Tague acknowledges and agrees that the consideration set forth or referenced in Section 3 and this Section 4 constitute satisfaction and accord for any and all compensation and benefits due and owing to him pursuant to any plan, agreement or other arrangements relating to his employment with the Companies and termination thereof; provided, however, for the avoidance of doubt, Tague shall remain entitled to his vested account balance under The Hertz Corporation Income Savings Plan and The Hertz Corporation Supplemental Income Savings Plan and to coverage under the Company's health and welfare plans in accordance with the terms thereof through the Date of Termination.  Tague acknowledges and agrees that, unless he enters into this Agreement, he would not otherwise be entitled to receive the consideration set forth in this Section 4.

 

5. Waiver and Release.

● Problem 1: Rewrite the paragraph of the agreement excerpt that begins "Tague acknowledges and agrees that the consideration" as a shorter bulleted list, keeping its main facts.
● Problem 2: According to the agreement excerpt, through what date does Tague keep coverage under the Company's health and welfare plans?
● Problem 3: List every plan the agreement excerpt names or refers to that Tague remains entitled to benefits or coverage under.
The data that follows isn't needed for any of this.

● Data provided:
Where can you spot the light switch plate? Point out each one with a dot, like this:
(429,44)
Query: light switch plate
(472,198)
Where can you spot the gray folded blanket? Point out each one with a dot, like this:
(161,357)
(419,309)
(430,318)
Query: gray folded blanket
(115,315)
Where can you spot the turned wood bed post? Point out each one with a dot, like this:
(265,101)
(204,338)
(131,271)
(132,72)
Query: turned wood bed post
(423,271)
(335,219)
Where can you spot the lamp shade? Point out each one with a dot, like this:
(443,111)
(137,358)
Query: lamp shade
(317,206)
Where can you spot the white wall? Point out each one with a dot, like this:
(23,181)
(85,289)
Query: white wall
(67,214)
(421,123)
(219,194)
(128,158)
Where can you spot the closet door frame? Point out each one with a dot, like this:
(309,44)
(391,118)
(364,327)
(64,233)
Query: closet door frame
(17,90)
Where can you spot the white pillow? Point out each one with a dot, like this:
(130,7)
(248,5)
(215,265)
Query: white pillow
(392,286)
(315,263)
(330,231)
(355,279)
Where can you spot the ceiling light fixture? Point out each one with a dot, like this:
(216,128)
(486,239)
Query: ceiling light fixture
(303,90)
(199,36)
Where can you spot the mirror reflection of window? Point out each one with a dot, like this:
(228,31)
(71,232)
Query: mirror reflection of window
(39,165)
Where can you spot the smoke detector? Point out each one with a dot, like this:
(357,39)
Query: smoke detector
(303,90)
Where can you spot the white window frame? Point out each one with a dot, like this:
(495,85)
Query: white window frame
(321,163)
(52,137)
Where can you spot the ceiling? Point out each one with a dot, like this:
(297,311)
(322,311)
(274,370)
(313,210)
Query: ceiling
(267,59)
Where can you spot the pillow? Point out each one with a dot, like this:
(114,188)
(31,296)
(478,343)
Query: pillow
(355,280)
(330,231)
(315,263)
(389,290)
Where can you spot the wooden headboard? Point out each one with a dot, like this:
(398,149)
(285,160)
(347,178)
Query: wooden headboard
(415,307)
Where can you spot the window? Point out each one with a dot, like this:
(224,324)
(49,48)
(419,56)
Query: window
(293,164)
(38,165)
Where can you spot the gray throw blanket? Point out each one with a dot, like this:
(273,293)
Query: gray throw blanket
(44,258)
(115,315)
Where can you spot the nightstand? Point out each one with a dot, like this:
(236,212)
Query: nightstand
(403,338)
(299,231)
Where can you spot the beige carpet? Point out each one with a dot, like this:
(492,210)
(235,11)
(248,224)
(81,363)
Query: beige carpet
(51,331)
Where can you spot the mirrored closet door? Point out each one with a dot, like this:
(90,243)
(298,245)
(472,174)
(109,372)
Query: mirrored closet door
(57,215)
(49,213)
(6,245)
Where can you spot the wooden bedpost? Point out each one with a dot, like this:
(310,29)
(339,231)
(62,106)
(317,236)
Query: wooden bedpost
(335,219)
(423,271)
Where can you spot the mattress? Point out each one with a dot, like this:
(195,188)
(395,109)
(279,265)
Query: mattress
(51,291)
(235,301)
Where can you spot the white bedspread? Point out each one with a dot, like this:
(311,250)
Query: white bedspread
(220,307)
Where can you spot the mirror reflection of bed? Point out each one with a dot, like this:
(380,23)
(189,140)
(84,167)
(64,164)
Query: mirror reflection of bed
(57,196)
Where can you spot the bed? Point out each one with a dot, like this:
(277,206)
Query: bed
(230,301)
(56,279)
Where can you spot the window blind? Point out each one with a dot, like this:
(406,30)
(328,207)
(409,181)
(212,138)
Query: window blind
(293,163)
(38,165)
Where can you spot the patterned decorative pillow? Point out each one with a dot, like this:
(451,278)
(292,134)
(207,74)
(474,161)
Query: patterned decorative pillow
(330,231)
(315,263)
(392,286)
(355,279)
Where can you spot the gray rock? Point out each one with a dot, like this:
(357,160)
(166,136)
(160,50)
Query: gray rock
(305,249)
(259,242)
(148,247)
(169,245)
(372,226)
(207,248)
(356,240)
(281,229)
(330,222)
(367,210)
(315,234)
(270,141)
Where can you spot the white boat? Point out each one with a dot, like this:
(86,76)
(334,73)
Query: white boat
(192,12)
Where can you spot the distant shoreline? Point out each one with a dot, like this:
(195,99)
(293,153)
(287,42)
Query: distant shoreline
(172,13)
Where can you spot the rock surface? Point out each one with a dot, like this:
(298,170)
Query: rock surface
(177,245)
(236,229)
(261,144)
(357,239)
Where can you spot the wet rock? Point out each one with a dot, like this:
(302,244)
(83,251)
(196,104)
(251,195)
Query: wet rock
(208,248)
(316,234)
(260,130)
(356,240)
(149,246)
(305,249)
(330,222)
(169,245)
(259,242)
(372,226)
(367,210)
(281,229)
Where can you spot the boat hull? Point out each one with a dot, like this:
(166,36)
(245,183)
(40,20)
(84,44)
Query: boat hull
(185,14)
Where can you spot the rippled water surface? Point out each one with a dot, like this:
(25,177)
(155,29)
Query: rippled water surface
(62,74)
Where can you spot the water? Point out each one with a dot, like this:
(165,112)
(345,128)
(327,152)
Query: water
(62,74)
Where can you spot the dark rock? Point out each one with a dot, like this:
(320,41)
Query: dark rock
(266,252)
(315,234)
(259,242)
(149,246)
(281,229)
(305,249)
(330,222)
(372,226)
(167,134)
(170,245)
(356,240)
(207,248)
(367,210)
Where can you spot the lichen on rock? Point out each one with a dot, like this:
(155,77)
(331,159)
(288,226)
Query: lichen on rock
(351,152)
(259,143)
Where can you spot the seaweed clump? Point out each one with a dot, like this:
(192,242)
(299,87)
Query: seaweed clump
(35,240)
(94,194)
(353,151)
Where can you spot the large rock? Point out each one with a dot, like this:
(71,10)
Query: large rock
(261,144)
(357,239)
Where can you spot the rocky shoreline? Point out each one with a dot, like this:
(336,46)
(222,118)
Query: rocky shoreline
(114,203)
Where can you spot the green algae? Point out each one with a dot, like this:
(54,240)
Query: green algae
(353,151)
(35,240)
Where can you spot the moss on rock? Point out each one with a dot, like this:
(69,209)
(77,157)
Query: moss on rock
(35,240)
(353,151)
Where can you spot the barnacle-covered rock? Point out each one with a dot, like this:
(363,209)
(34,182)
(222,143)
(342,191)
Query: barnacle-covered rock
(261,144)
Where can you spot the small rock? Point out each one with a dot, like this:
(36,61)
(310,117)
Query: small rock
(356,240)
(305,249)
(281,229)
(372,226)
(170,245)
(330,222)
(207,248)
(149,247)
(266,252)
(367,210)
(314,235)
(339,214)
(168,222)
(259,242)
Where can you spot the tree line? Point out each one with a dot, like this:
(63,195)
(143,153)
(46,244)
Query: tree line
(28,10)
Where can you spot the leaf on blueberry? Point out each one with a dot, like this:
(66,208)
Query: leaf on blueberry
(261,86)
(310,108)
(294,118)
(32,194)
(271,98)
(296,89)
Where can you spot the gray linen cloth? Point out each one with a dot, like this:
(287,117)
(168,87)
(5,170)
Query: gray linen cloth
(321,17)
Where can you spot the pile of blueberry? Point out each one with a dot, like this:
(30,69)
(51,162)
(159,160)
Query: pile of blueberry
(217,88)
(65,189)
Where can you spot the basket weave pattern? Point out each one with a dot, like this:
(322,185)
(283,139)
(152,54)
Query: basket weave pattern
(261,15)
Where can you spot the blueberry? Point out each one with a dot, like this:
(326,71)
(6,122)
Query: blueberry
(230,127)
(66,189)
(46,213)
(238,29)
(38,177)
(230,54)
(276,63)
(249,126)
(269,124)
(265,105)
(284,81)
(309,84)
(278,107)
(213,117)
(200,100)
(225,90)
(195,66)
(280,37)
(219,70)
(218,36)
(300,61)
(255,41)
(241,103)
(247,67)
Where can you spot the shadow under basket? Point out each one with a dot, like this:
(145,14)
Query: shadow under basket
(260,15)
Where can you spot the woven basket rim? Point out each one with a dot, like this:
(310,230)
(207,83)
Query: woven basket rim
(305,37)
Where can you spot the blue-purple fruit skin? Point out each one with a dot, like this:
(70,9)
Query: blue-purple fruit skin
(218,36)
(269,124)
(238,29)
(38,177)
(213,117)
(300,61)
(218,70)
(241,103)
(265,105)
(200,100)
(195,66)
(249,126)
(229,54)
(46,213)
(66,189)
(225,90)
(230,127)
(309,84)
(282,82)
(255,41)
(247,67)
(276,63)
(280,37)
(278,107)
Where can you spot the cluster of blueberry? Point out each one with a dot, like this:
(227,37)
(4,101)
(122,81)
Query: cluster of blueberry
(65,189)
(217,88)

● Right answer 1:
- Tague agrees that the consideration in Sections 3 and 4 settles all compensation and benefits owed to him under any plan, agreement or arrangement tied to his employment with the Companies and its termination.
- He still keeps his vested account balance under The Hertz Corporation Income Savings Plan and The Hertz Corporation Supplemental Income Savings Plan.
- He also keeps coverage under the Company's health and welfare plans, under their terms, through the Date of Termination.
- He agrees he would not get the Section 4 consideration unless he signs this Agreement.

● Right answer 2: Through the Date of Termination.

● Right answer 3:
- The Hertz Corporation Income Savings Plan
- The Hertz Corporation Supplemental Income Savings Plan
- The Company's health and welfare plans